__EXTRACTED TEXT__:
BEGIN

A small boy is sent to bed by his father. Five minutes later…. “Da-d….”
“I’m thirsty. Can you bring a drink of water?”
“No. You had your chance. Lights out.”
Five minutes later: “Da-aaaad…..”
“I’m THIRSTY. Can I have a drink of water??”
“I told you NO! If you ask again, I’ll have to spank you!!”
Five minutes later……”Daaaa-aaaad…..”
“When you come in to spank me, can you bring a drink of water?”


It was a dark and stormy night…

One summer evening during a violent thunderstorm a mother was tucking her son into bed. She was about to turn off the light when he asked with a tremor in his voice, “Mommy, will you sleep with me tonight?”.
The mother smiled and gave him a reassuring hug.
“I can’t dear” she said. “I have to sleep in Daddy’s room”.
A long silence was broken at last by his shaky little voice: “The big sissy”.


Your Loving Mother (does this remind you of anything you may have heard on the radio?)

Dear Son,

Just a few lines to let you know that I am still alive. I am writing this letter slowly because I know that you cannot read very fast.

END

Referring expression pointing data:
BEGIN

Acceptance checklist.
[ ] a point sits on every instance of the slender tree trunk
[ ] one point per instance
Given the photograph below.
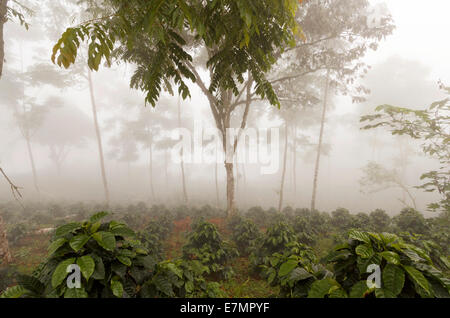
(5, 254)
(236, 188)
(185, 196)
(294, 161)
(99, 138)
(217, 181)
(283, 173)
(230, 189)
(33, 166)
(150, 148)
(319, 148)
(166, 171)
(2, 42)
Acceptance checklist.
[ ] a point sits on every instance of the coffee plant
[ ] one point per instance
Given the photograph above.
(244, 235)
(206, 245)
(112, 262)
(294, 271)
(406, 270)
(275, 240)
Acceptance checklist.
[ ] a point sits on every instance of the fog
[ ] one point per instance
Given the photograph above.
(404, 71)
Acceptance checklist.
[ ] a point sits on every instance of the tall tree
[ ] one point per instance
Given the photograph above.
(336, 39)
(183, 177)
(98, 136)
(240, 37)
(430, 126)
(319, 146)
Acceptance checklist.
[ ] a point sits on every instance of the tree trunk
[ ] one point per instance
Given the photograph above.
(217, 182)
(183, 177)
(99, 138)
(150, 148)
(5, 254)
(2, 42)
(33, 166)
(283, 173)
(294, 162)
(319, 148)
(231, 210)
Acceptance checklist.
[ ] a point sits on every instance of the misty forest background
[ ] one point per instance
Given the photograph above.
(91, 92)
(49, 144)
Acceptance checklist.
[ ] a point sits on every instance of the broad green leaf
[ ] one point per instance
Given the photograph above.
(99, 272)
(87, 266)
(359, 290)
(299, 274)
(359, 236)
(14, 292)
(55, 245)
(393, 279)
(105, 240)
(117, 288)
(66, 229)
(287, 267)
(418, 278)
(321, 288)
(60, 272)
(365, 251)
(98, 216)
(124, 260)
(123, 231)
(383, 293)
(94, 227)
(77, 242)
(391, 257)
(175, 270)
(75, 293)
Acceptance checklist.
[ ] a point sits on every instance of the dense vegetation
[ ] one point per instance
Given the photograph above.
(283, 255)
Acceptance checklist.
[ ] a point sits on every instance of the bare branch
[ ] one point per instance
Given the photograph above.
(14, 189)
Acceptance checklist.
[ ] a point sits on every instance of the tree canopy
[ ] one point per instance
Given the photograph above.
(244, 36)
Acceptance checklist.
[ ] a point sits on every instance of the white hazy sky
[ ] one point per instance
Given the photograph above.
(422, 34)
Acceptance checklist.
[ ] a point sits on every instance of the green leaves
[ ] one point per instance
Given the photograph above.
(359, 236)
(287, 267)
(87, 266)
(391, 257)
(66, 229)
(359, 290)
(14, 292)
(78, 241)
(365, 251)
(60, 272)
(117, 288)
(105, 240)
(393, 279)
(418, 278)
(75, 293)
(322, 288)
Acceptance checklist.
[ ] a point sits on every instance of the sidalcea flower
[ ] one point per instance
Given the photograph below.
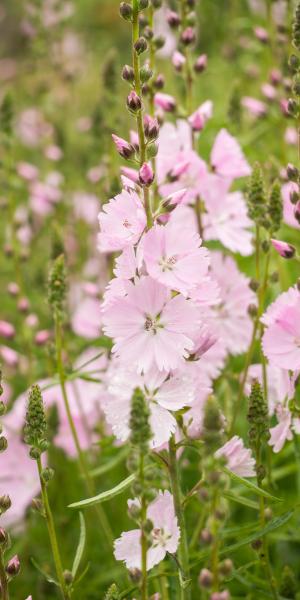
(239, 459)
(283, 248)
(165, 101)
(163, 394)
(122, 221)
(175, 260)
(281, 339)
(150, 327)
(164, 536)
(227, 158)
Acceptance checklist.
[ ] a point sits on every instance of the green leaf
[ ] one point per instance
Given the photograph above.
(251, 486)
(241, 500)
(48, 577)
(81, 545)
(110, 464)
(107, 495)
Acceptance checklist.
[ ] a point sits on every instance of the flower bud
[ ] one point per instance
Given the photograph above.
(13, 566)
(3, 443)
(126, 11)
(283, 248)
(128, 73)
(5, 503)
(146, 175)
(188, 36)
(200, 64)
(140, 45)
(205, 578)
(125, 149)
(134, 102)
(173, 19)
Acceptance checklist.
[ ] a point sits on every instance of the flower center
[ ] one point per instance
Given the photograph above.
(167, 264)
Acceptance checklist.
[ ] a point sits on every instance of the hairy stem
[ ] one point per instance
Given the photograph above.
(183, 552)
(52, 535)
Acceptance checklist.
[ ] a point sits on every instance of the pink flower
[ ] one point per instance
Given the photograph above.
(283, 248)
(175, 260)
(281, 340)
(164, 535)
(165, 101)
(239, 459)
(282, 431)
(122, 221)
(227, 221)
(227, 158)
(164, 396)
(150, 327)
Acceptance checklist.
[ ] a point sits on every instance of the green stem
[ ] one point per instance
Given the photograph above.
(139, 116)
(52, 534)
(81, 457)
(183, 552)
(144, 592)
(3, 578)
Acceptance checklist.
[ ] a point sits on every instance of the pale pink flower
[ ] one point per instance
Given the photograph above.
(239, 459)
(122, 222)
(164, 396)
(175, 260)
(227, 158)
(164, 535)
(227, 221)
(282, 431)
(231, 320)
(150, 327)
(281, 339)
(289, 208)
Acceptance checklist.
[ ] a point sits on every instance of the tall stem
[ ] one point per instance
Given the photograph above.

END

__PROBLEM STATEMENT__: Copy word for word the stretch of the jokes from "The mother smiled" through "read very fast.".

__SOLUTION BELOW__:
The mother smiled and gave him a reassuring hug.
“I can’t dear” she said. “I have to sleep in Daddy’s room”.
A long silence was broken at last by his shaky little voice: “The big sissy”.


Your Loving Mother (does this remind you of anything you may have heard on the radio?)

Dear Son,

Just a few lines to let you know that I am still alive. I am writing this letter slowly because I know that you cannot read very fast.